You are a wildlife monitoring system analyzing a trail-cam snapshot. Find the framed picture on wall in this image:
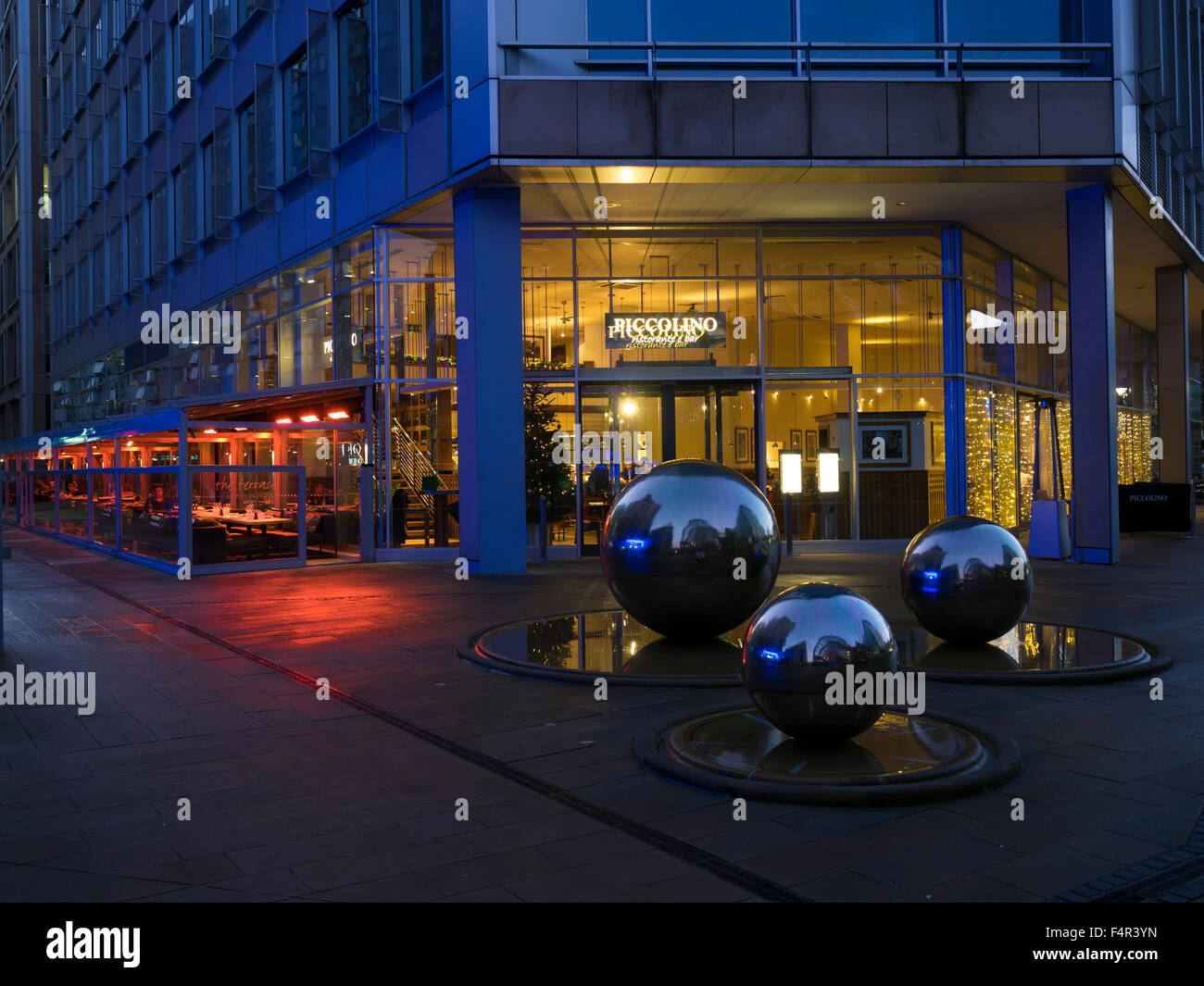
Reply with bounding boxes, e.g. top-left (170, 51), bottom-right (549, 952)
top-left (858, 424), bottom-right (911, 466)
top-left (734, 428), bottom-right (753, 465)
top-left (928, 421), bottom-right (946, 466)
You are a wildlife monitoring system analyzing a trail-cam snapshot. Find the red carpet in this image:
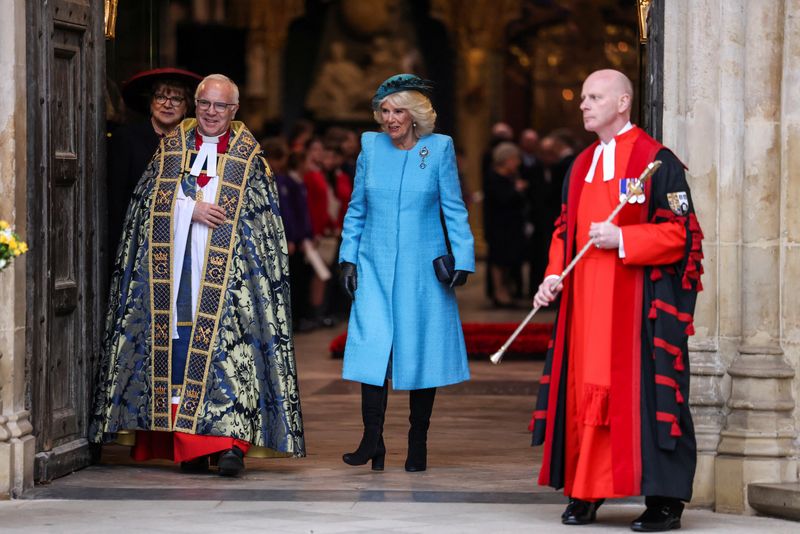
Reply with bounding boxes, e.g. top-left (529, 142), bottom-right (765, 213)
top-left (330, 323), bottom-right (553, 358)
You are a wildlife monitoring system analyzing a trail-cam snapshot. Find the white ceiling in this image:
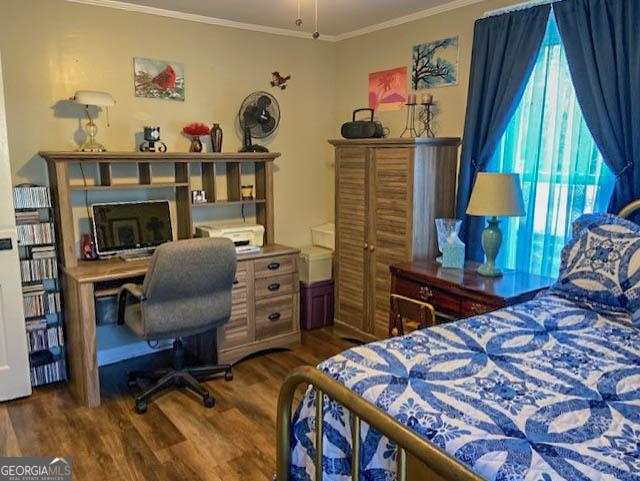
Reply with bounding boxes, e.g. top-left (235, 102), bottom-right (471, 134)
top-left (76, 0), bottom-right (481, 38)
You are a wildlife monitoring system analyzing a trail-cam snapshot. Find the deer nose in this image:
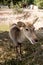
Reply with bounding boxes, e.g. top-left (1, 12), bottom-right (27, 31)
top-left (35, 39), bottom-right (38, 42)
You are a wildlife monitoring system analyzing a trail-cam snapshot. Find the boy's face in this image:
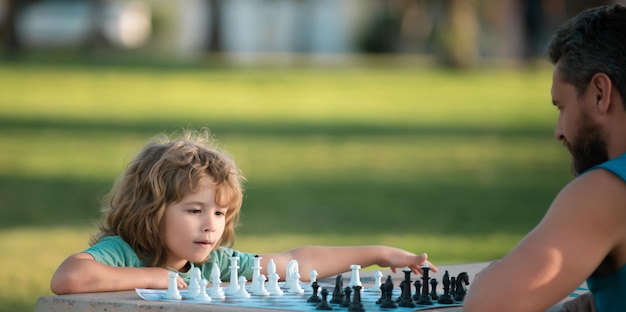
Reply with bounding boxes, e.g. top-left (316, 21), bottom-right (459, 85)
top-left (163, 178), bottom-right (228, 270)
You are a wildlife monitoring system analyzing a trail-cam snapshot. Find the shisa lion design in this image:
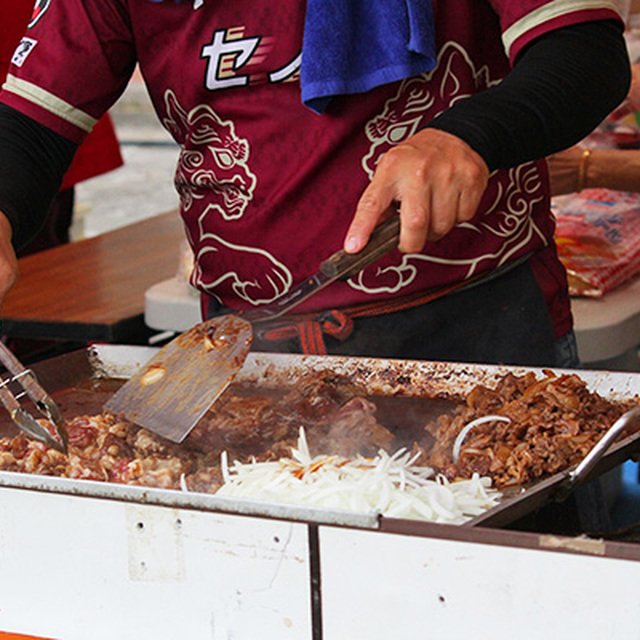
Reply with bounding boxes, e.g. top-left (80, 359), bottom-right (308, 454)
top-left (164, 91), bottom-right (293, 305)
top-left (349, 42), bottom-right (544, 294)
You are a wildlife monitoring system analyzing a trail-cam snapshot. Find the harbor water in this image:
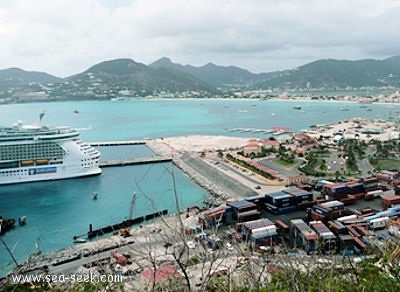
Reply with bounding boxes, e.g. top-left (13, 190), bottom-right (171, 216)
top-left (0, 99), bottom-right (400, 276)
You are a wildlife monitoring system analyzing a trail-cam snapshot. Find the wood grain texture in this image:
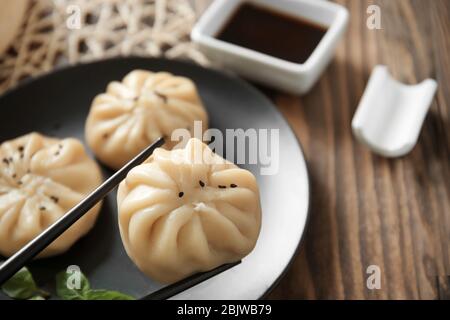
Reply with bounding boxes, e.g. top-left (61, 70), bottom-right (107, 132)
top-left (264, 0), bottom-right (450, 299)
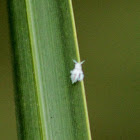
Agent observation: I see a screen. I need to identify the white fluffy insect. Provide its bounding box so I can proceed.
[70,60,85,84]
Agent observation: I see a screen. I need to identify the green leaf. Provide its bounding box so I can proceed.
[8,0,91,140]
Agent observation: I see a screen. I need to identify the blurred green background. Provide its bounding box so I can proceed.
[0,0,140,140]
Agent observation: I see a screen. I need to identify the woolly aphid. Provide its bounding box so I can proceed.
[70,60,85,84]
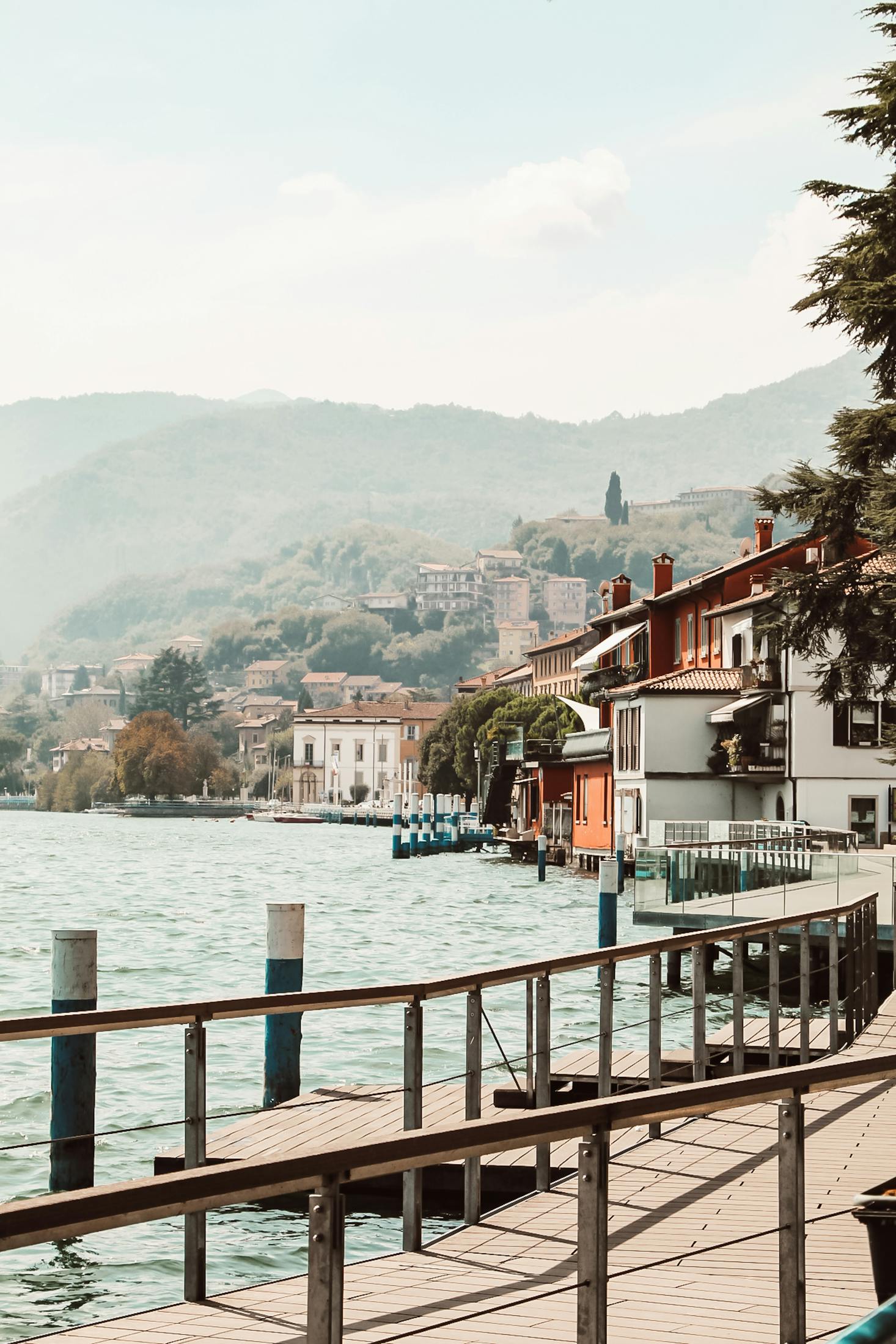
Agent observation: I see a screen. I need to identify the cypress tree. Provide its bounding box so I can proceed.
[603,472,622,527]
[758,0,896,703]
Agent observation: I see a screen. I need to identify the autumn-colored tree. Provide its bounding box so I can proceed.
[114,710,193,799]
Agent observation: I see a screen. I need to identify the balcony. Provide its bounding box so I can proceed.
[582,661,647,695]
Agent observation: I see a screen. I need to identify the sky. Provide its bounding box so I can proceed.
[0,0,887,420]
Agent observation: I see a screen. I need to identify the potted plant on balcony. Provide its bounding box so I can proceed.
[721,732,743,774]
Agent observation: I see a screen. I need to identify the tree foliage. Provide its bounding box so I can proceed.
[114,710,194,798]
[134,648,218,730]
[603,472,622,527]
[759,2,896,703]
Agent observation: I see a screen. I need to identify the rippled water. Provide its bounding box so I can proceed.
[0,812,741,1344]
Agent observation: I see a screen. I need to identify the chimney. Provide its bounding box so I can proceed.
[610,574,631,612]
[653,551,676,597]
[754,518,775,555]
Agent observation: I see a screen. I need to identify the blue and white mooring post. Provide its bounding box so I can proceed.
[392,793,402,859]
[263,900,305,1106]
[50,929,97,1194]
[420,793,433,853]
[598,859,619,947]
[407,790,420,859]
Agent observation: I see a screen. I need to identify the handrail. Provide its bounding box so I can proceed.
[0,892,875,1043]
[0,1052,896,1251]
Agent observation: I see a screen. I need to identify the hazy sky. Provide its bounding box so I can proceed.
[0,0,887,419]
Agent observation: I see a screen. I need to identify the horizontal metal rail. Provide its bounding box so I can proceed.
[0,892,875,1041]
[0,1052,896,1251]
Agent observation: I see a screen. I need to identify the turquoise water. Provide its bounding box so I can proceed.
[0,813,727,1344]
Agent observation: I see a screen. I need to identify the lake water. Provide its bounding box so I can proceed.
[0,812,728,1344]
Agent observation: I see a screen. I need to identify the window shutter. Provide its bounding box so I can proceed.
[834,700,849,747]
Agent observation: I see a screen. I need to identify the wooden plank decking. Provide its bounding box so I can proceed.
[28,996,896,1344]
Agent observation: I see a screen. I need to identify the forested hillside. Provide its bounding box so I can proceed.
[0,356,867,657]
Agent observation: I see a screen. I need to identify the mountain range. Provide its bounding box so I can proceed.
[0,355,869,660]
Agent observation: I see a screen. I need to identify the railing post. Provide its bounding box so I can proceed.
[828,916,840,1055]
[463,985,482,1223]
[306,1176,345,1344]
[778,1096,806,1344]
[799,919,812,1065]
[647,952,663,1139]
[402,999,423,1251]
[576,1128,610,1344]
[731,938,746,1074]
[843,911,856,1046]
[184,1021,205,1302]
[535,975,551,1189]
[598,961,617,1096]
[691,942,707,1083]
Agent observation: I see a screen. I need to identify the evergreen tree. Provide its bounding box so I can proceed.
[134,649,218,729]
[71,663,90,691]
[758,0,896,703]
[603,472,622,527]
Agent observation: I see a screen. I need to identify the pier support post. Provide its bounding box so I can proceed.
[184,1021,205,1302]
[535,975,551,1191]
[306,1176,345,1344]
[402,999,423,1251]
[407,790,420,859]
[50,929,97,1194]
[598,859,619,947]
[392,793,402,859]
[463,985,482,1223]
[263,902,305,1106]
[576,1128,610,1344]
[778,1096,806,1344]
[420,793,433,853]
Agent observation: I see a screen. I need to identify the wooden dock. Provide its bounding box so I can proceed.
[33,996,896,1344]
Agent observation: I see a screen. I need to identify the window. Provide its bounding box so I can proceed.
[849,798,877,846]
[617,707,641,770]
[833,700,896,747]
[712,615,721,653]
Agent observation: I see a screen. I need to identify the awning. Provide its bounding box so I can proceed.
[707,694,771,723]
[572,621,647,670]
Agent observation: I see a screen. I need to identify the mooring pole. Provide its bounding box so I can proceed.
[263,902,305,1106]
[50,929,97,1194]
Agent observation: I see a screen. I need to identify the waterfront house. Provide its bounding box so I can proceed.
[244,659,289,691]
[542,575,589,630]
[497,621,538,666]
[50,738,109,774]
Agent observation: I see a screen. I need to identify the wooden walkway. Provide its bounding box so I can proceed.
[26,996,896,1344]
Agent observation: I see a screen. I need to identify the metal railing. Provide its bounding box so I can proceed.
[0,1052,896,1344]
[0,894,878,1333]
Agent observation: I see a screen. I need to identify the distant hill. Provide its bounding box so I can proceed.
[0,355,868,659]
[0,392,227,510]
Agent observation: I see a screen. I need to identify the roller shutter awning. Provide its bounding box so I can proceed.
[572,621,647,670]
[707,692,771,723]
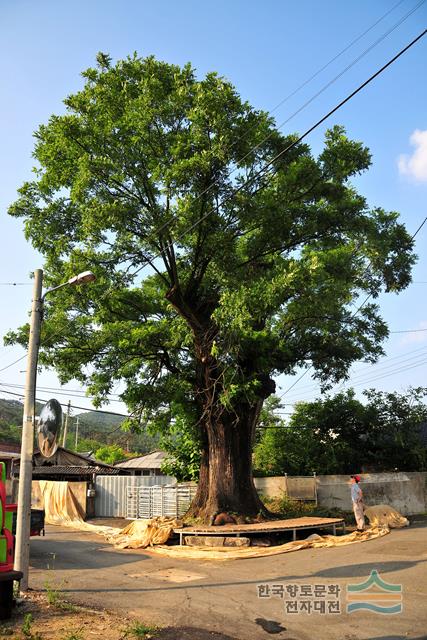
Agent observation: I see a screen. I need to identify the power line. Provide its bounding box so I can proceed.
[136,0,425,256]
[280,346,427,399]
[150,29,427,275]
[389,329,427,333]
[0,382,123,404]
[279,210,427,398]
[0,388,133,418]
[0,31,427,395]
═══
To be done> Copy the records from the line with "identify the potted" to the line with "[0,812,741,1344]", switching "rippled water" to "calm water" and keeping everything else the same.

Task answer>
Agent observation: I see a screen. I need to identify the potted plant on balcony. Provide its bounding box so I can proceed.
[721,732,743,774]
Agent observation: I see a screen. I need to identify the tree foliage. Provide its bounding box so I can proceed.
[114,710,194,798]
[134,648,218,730]
[603,472,622,527]
[759,2,896,703]
Agent observation: I see a screen. I need to identify the calm water. Provide its bounding box so I can proceed.
[0,812,741,1344]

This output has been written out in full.